▶ _STATED TASK_:
Find every line in the material that contains the word "gray" and copy each of those lines out.

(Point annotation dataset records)
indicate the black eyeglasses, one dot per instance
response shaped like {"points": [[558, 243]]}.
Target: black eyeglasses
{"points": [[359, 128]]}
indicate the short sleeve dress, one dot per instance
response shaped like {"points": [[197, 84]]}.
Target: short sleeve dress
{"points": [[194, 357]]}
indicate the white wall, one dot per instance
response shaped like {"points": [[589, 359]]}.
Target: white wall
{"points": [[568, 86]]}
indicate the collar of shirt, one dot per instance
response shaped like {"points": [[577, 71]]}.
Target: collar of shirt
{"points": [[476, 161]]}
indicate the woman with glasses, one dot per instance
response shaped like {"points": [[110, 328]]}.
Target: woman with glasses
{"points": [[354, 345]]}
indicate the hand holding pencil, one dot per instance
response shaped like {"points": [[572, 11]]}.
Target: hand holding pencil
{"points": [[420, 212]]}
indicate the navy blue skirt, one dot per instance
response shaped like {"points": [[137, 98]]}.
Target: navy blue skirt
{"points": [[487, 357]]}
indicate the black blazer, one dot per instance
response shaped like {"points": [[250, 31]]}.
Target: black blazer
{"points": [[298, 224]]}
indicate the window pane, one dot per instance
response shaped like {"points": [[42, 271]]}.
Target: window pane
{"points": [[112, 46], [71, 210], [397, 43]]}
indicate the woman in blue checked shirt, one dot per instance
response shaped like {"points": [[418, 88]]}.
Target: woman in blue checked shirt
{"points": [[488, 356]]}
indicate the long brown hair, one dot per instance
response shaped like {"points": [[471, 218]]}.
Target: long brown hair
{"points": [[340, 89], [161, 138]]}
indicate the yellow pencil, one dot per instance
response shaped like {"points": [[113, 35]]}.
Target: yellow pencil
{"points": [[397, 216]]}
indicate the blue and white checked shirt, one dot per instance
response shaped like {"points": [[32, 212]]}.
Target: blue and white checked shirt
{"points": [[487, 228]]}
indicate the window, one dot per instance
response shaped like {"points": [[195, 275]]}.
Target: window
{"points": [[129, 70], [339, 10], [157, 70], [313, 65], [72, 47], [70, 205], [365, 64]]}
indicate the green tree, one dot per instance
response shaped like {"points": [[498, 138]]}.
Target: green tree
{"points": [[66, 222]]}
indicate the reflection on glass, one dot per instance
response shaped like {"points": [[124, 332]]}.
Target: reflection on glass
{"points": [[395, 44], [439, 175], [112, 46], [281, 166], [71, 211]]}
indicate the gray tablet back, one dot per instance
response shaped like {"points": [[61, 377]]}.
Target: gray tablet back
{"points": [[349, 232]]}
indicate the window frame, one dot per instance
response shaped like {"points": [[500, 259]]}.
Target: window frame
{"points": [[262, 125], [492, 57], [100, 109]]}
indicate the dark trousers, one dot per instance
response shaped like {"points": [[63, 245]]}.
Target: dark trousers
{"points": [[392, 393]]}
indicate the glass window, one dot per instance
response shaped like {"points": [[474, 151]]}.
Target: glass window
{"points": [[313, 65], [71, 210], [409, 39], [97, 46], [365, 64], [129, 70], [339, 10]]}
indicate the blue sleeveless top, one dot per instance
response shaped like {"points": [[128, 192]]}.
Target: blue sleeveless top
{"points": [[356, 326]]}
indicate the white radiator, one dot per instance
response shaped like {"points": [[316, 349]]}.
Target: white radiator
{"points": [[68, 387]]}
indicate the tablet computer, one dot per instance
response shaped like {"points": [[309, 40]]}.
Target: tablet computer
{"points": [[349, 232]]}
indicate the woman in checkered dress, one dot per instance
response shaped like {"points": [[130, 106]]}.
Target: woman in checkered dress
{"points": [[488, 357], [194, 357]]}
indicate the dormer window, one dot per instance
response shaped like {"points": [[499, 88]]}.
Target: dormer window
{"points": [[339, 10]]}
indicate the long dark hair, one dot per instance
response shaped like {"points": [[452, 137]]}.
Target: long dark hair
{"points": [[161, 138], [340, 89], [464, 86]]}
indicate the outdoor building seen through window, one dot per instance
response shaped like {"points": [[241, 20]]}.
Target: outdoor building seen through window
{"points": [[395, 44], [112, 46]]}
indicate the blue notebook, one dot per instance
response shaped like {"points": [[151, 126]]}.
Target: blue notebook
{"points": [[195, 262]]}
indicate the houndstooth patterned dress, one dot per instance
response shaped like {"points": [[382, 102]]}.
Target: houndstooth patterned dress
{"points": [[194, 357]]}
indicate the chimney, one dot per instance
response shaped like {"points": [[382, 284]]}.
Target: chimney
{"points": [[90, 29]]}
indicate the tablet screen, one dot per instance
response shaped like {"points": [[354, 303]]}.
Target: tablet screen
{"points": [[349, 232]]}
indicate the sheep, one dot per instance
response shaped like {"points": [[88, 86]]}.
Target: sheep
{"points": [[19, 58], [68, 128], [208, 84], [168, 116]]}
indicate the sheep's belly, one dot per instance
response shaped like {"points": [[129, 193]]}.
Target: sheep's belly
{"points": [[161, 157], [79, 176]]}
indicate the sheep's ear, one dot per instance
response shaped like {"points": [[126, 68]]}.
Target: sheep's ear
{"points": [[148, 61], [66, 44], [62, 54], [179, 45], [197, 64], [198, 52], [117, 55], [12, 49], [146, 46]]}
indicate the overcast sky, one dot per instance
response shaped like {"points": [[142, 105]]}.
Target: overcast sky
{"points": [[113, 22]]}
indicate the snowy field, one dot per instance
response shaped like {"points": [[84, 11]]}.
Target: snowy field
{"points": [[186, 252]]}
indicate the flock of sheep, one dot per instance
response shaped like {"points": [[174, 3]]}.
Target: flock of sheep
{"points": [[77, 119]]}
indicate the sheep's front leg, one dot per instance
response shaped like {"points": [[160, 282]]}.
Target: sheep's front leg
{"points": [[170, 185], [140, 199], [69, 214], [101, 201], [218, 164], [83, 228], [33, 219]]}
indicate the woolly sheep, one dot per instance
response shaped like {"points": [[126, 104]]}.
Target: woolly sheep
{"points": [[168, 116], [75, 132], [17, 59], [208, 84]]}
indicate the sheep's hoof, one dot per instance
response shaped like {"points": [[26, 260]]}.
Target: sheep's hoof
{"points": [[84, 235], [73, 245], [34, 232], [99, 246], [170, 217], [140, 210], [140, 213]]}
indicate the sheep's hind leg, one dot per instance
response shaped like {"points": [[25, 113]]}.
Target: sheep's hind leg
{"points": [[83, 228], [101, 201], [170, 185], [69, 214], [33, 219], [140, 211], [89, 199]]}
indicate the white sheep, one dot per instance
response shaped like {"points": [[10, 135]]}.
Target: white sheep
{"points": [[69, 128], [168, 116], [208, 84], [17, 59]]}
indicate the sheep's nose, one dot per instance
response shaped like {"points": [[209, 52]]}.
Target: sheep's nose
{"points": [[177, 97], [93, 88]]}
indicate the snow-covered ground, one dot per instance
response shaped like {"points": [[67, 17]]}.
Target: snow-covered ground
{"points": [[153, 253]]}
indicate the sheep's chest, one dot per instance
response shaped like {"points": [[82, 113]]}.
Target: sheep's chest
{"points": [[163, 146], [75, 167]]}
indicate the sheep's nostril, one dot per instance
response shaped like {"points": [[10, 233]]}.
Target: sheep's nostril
==
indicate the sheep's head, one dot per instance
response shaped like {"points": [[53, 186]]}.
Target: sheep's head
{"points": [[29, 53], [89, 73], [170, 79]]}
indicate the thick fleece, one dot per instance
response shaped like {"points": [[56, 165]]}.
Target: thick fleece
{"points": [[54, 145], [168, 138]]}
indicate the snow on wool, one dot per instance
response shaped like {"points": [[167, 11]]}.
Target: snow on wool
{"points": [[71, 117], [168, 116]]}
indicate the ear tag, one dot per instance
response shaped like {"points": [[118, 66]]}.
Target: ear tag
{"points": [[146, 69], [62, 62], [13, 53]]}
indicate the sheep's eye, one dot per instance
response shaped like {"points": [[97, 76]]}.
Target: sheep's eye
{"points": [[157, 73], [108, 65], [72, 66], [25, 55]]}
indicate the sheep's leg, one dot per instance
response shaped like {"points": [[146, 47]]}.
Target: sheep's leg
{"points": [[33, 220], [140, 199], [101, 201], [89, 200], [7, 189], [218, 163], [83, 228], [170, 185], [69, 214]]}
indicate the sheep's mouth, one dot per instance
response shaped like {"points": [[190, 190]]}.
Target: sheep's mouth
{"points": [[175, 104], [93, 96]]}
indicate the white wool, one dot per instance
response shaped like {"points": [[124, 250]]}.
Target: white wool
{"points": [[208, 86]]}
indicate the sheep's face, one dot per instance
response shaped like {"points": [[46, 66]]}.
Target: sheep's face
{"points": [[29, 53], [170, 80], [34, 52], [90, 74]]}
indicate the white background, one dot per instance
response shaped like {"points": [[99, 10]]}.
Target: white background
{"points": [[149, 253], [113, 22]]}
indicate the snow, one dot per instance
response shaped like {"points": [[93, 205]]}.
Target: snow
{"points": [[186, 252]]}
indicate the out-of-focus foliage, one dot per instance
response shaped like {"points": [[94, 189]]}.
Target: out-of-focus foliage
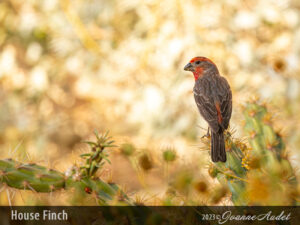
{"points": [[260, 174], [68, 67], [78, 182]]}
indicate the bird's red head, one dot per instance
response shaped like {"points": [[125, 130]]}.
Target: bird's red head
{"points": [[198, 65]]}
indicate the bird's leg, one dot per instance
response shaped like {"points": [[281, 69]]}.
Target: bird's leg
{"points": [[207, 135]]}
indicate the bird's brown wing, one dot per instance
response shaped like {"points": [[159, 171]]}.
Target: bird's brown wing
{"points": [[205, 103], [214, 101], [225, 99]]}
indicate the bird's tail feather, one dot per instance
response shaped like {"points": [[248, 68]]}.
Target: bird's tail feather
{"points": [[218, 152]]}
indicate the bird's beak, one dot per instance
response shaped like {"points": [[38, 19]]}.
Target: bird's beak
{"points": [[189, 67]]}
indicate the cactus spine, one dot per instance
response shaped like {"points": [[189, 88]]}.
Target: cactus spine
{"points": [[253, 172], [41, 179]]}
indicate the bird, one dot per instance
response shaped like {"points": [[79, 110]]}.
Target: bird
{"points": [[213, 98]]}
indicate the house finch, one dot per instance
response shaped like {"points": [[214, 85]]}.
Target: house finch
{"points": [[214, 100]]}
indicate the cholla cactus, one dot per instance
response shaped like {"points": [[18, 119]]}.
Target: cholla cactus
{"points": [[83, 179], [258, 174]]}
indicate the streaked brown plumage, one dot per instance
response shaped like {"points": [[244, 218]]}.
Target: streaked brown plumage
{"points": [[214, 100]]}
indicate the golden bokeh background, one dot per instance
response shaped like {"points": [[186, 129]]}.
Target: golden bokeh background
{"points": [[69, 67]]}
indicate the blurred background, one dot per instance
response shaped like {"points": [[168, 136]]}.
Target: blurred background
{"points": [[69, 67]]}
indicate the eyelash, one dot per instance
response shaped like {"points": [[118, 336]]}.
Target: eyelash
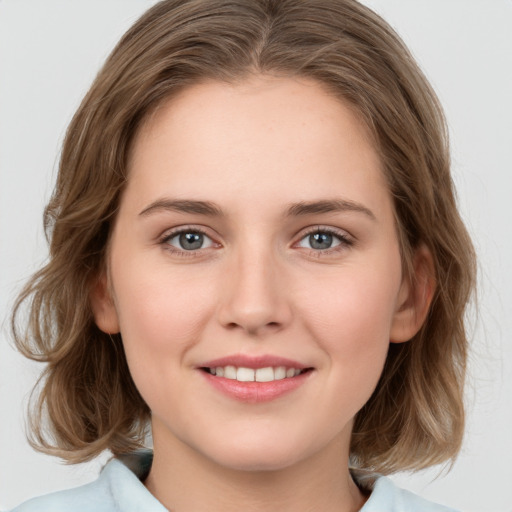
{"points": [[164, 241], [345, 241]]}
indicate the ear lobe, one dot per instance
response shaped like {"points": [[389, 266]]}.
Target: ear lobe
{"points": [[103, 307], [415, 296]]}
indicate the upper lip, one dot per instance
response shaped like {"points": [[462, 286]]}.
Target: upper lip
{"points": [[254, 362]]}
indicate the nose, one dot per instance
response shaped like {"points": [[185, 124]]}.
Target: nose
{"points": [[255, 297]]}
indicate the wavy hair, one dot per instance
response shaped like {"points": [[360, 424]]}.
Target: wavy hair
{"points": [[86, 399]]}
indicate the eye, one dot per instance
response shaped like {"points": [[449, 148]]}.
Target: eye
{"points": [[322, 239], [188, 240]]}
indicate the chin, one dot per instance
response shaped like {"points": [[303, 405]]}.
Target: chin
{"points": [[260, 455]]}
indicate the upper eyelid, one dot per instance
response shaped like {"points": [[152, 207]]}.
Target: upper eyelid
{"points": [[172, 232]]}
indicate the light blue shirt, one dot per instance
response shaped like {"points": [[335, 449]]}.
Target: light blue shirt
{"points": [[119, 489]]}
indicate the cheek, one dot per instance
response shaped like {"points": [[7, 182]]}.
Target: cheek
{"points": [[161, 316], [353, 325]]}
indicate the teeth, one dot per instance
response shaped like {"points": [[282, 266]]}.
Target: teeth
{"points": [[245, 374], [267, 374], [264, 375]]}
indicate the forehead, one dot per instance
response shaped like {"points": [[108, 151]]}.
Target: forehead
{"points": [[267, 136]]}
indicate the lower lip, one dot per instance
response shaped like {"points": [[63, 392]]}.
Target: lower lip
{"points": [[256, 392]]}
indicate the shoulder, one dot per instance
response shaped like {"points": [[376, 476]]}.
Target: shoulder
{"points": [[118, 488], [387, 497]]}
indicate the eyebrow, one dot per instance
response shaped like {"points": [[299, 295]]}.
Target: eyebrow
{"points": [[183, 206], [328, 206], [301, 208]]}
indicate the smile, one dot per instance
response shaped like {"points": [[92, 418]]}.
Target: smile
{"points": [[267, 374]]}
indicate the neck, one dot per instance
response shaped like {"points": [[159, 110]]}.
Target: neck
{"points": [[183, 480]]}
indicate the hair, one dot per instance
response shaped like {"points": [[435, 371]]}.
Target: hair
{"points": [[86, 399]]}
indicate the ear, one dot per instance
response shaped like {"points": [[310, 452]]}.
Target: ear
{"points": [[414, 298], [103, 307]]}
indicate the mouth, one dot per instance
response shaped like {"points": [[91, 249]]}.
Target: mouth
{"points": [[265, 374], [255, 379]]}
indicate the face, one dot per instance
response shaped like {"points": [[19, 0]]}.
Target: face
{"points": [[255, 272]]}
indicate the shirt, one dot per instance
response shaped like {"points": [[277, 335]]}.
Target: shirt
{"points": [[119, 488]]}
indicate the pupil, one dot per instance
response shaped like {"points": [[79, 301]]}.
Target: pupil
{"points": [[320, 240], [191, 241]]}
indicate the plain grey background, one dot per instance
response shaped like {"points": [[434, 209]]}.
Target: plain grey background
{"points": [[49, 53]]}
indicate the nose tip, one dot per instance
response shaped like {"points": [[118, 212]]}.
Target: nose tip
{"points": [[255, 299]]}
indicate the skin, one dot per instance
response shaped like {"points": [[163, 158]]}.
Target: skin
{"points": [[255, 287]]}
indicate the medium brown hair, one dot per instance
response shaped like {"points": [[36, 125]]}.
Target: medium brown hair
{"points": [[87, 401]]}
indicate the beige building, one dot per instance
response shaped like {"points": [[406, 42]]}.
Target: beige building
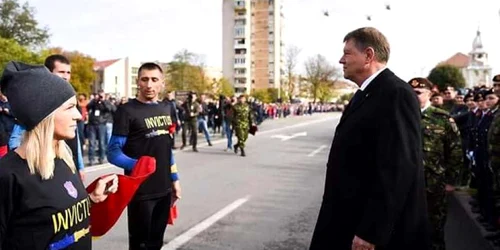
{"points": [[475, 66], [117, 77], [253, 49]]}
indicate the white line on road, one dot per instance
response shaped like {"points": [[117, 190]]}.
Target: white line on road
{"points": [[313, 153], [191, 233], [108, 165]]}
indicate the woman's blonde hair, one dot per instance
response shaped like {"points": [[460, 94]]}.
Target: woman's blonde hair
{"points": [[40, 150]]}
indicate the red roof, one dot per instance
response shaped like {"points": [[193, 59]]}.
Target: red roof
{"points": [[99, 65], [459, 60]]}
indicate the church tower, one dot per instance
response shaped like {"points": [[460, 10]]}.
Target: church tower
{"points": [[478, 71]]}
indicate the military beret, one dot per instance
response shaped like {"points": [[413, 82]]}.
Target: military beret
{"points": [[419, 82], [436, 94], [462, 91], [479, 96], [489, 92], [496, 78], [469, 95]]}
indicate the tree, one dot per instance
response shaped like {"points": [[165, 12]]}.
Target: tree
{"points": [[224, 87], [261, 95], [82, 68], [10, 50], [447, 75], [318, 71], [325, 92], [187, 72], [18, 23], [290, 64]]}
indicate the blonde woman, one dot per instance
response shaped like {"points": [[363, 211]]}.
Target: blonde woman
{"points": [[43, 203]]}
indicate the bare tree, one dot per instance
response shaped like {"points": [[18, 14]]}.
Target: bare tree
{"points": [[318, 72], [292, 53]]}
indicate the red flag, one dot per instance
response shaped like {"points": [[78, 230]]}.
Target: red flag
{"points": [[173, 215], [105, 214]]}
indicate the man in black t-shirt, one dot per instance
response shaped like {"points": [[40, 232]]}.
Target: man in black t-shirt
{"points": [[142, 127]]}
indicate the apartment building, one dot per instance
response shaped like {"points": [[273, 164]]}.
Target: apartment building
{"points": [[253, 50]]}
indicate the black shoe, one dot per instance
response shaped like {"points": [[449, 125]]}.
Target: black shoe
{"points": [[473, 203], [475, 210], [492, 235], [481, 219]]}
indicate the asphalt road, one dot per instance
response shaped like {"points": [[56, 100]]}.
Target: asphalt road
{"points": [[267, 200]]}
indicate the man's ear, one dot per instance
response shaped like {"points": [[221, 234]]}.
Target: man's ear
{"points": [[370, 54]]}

▶ _FINAL RESULT_:
indicate the gray tablet back, one dot per instance
Target: gray tablet back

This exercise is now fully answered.